What you are asked to do
Restate the whole of the material. Keep every word, and drop the pictures.

Given entries
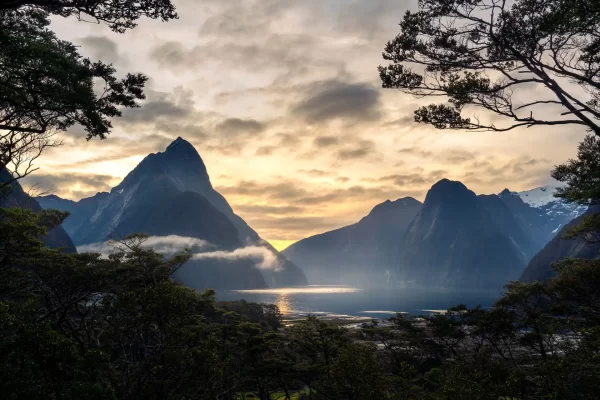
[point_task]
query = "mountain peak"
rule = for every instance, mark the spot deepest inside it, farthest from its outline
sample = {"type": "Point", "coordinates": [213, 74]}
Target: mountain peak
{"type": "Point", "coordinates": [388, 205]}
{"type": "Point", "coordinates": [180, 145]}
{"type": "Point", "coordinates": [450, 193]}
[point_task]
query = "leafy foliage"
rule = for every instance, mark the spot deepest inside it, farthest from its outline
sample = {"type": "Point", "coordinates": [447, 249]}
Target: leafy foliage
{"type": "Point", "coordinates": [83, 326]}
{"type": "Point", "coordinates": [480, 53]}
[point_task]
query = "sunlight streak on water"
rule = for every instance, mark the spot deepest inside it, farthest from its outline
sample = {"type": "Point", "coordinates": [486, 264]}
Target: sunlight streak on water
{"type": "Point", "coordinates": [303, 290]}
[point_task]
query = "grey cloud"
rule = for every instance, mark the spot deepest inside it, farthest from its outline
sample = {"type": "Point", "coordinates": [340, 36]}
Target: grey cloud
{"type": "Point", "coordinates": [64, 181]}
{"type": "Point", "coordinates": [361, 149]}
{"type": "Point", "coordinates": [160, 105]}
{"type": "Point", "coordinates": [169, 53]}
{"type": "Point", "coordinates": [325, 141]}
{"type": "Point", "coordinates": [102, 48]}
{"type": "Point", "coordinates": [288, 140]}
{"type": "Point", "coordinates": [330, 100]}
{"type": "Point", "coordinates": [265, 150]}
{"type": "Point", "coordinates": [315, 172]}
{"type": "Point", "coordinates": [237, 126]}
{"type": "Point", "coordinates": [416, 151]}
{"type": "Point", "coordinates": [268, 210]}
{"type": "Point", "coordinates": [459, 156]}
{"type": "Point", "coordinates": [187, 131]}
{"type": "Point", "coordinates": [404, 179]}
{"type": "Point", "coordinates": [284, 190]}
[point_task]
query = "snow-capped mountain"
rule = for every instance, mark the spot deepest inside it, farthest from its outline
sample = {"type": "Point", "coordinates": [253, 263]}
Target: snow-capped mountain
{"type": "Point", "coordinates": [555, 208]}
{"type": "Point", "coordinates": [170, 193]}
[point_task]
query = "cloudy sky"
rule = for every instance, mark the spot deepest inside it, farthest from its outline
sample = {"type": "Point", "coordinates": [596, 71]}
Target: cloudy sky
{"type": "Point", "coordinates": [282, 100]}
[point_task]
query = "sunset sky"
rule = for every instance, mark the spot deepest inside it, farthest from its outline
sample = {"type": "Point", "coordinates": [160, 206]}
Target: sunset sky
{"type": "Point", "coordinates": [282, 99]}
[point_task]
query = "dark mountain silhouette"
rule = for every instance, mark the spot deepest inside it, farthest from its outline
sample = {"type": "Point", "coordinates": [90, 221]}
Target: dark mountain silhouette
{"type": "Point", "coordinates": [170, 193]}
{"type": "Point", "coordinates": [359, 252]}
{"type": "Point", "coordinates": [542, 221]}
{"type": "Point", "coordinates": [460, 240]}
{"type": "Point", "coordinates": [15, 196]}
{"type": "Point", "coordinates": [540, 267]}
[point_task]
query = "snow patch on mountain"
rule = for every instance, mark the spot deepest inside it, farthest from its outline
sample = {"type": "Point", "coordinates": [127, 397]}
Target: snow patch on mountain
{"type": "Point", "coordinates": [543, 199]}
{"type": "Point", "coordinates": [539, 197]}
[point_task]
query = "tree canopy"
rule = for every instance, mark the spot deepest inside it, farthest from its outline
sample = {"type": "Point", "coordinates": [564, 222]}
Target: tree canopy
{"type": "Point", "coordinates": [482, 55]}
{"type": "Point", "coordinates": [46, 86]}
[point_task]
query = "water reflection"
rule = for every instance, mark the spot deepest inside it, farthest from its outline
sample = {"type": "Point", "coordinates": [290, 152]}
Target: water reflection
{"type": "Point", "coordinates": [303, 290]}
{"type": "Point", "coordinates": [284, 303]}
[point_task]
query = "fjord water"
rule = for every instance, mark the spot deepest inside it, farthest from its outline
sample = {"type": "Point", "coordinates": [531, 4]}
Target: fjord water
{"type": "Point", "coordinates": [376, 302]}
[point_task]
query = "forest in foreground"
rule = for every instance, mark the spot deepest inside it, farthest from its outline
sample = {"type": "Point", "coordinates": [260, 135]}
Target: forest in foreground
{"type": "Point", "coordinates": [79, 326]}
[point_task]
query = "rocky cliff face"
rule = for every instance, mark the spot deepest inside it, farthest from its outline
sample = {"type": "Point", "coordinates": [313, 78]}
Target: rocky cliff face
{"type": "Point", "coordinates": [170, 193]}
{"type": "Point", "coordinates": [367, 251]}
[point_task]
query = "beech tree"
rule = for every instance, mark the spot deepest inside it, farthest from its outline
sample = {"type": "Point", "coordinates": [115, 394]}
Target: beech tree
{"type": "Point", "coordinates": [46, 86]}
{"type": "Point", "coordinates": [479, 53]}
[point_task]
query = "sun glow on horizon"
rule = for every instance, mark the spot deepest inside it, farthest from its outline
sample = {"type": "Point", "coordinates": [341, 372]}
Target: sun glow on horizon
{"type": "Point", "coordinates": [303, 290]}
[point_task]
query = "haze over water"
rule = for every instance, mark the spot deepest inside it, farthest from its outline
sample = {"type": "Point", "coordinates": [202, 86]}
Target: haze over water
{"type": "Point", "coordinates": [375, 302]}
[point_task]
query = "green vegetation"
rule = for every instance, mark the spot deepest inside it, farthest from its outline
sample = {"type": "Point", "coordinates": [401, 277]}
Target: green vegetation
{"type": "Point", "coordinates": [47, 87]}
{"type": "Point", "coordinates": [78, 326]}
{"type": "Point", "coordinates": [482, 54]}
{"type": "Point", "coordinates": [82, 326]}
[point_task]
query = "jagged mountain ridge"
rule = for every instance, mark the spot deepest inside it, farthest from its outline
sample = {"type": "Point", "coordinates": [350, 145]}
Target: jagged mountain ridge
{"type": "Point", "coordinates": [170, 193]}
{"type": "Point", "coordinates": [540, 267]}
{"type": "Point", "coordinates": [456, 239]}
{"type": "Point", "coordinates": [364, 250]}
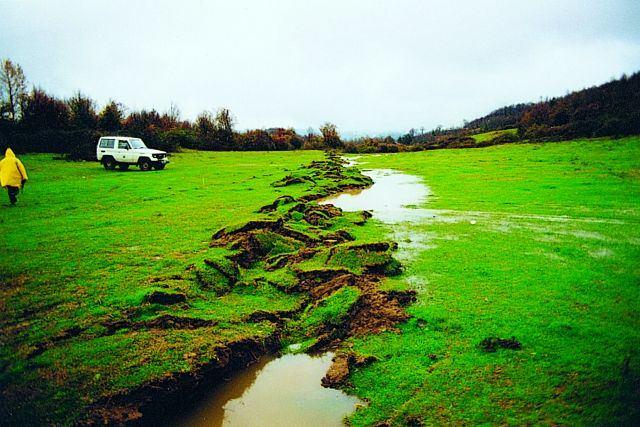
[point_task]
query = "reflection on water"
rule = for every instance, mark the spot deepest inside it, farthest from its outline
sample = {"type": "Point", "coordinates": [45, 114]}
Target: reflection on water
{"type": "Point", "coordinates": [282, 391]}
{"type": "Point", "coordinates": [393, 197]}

Reply
[point_task]
query = "mountain peak"
rule = for every instance, mark the spot deepest inside it, farthest from its outline
sample = {"type": "Point", "coordinates": [213, 74]}
Target: mountain peak
{"type": "Point", "coordinates": [388, 205]}
{"type": "Point", "coordinates": [180, 145]}
{"type": "Point", "coordinates": [450, 193]}
[point_task]
query = "leafy foliage"
rule = for every instance, mark the spot deepest inside it, farthest from its outline
sample = {"type": "Point", "coordinates": [447, 249]}
Target: leafy foliage
{"type": "Point", "coordinates": [83, 326]}
{"type": "Point", "coordinates": [480, 53]}
[point_task]
query = "sunlight streak on water"
rule = for every instance, mark the spot deepest inside it, farthest from its outline
sample = {"type": "Point", "coordinates": [486, 264]}
Target: sunlight streak on water
{"type": "Point", "coordinates": [303, 290]}
[point_task]
query = "grey cloud"
rule = for every instance, mark the spot deepest inside it, farthest from its outline
sample = {"type": "Point", "coordinates": [340, 36]}
Target: grey cloud
{"type": "Point", "coordinates": [64, 181]}
{"type": "Point", "coordinates": [361, 149]}
{"type": "Point", "coordinates": [160, 105]}
{"type": "Point", "coordinates": [169, 53]}
{"type": "Point", "coordinates": [325, 141]}
{"type": "Point", "coordinates": [102, 48]}
{"type": "Point", "coordinates": [288, 140]}
{"type": "Point", "coordinates": [330, 100]}
{"type": "Point", "coordinates": [265, 150]}
{"type": "Point", "coordinates": [315, 172]}
{"type": "Point", "coordinates": [237, 126]}
{"type": "Point", "coordinates": [416, 151]}
{"type": "Point", "coordinates": [268, 210]}
{"type": "Point", "coordinates": [459, 156]}
{"type": "Point", "coordinates": [187, 131]}
{"type": "Point", "coordinates": [404, 179]}
{"type": "Point", "coordinates": [284, 190]}
[point_task]
query = "snow-capped mountain"
rule = for every instance, mark the spot deepest inside it, farthest from its outline
sample = {"type": "Point", "coordinates": [253, 263]}
Target: snow-capped mountain
{"type": "Point", "coordinates": [555, 208]}
{"type": "Point", "coordinates": [170, 193]}
[point_task]
query = "cloudy sky"
rule = for every instance, mark the spot deepest inside it, farthest from its outline
sample = {"type": "Point", "coordinates": [596, 71]}
Target: cloudy sky
{"type": "Point", "coordinates": [282, 100]}
[point_task]
query = "sunset sky"
rule = for every instance, mark the spot deepest inside it, farthest from its outline
sample = {"type": "Point", "coordinates": [160, 206]}
Target: sunset sky
{"type": "Point", "coordinates": [282, 99]}
[point_task]
query = "dark mountain silhouette"
rule = for every instance, mark the spot deepest inside it, farthest from its outline
sample = {"type": "Point", "coordinates": [90, 221]}
Target: dark mountain silhouette
{"type": "Point", "coordinates": [170, 193]}
{"type": "Point", "coordinates": [359, 252]}
{"type": "Point", "coordinates": [542, 221]}
{"type": "Point", "coordinates": [460, 240]}
{"type": "Point", "coordinates": [15, 196]}
{"type": "Point", "coordinates": [540, 267]}
[point_task]
query = "snow patch on mountain"
rule = for every instance, mark the spot deepest inside it, farthest from its outline
sample = {"type": "Point", "coordinates": [127, 397]}
Target: snow patch on mountain
{"type": "Point", "coordinates": [543, 199]}
{"type": "Point", "coordinates": [539, 197]}
[point_task]
query = "tree canopy"
rule = for every instance, mark the spot deepest inside it, farthest from its outline
sample = {"type": "Point", "coordinates": [564, 222]}
Target: tree canopy
{"type": "Point", "coordinates": [482, 55]}
{"type": "Point", "coordinates": [46, 86]}
[point_task]
query = "water reflection"
rule = for every instance, mark the spot deepest inside it, farthest from its outline
sample = {"type": "Point", "coordinates": [290, 152]}
Target: water reflection
{"type": "Point", "coordinates": [303, 290]}
{"type": "Point", "coordinates": [284, 303]}
[point_task]
query = "fjord water"
rule = for every instance, mark the spot deepest inside it, farthest from its outline
sample = {"type": "Point", "coordinates": [531, 4]}
Target: fjord water
{"type": "Point", "coordinates": [376, 302]}
[point_task]
query = "forest in foreground"
rule = for every instance, mark the spot deepest inside it, farthest from its outline
sample = {"type": "Point", "coordinates": [260, 135]}
Target: forest in foreground
{"type": "Point", "coordinates": [79, 326]}
[point_task]
query = "rocky cliff face"
rule = for every instance, mark the spot deepest inside it, farthest from its outline
sample = {"type": "Point", "coordinates": [313, 78]}
Target: rocky cliff face
{"type": "Point", "coordinates": [170, 193]}
{"type": "Point", "coordinates": [367, 251]}
[point_task]
query = "beech tree"
rule = for every instance, mark the spot deepest inside it, farthest from its outline
sample = {"type": "Point", "coordinates": [115, 394]}
Target: beech tree
{"type": "Point", "coordinates": [46, 86]}
{"type": "Point", "coordinates": [479, 53]}
[point_task]
query = "sun glow on horizon"
rule = for every instance, mark the spot deepest inside it, farthest from its outline
sample = {"type": "Point", "coordinates": [341, 372]}
Target: sun glow on horizon
{"type": "Point", "coordinates": [303, 290]}
[point_task]
query = "haze over water"
rule = for every instance, mark the spot deepest inside it, farthest from its outline
sample = {"type": "Point", "coordinates": [202, 86]}
Target: haze over water
{"type": "Point", "coordinates": [375, 302]}
[point_task]
query = "green vegetation"
rule = for every instance, mark the spot deepest inside it, farthest from its outline
sample = {"type": "Point", "coordinates": [401, 277]}
Target: green vegetation
{"type": "Point", "coordinates": [47, 87]}
{"type": "Point", "coordinates": [78, 326]}
{"type": "Point", "coordinates": [482, 54]}
{"type": "Point", "coordinates": [82, 326]}
[point_task]
query = "jagged mountain ridge"
rule = for every instance, mark the spot deepest inside it, farthest from its outline
sample = {"type": "Point", "coordinates": [350, 145]}
Target: jagged mountain ridge
{"type": "Point", "coordinates": [170, 193]}
{"type": "Point", "coordinates": [540, 267]}
{"type": "Point", "coordinates": [456, 239]}
{"type": "Point", "coordinates": [364, 250]}
[point_task]
query = "reflection on water"
rule = for every instance, mark the spot deepest inside it, farthest from its outline
sample = {"type": "Point", "coordinates": [45, 114]}
Target: reflection on water
{"type": "Point", "coordinates": [282, 391]}
{"type": "Point", "coordinates": [393, 197]}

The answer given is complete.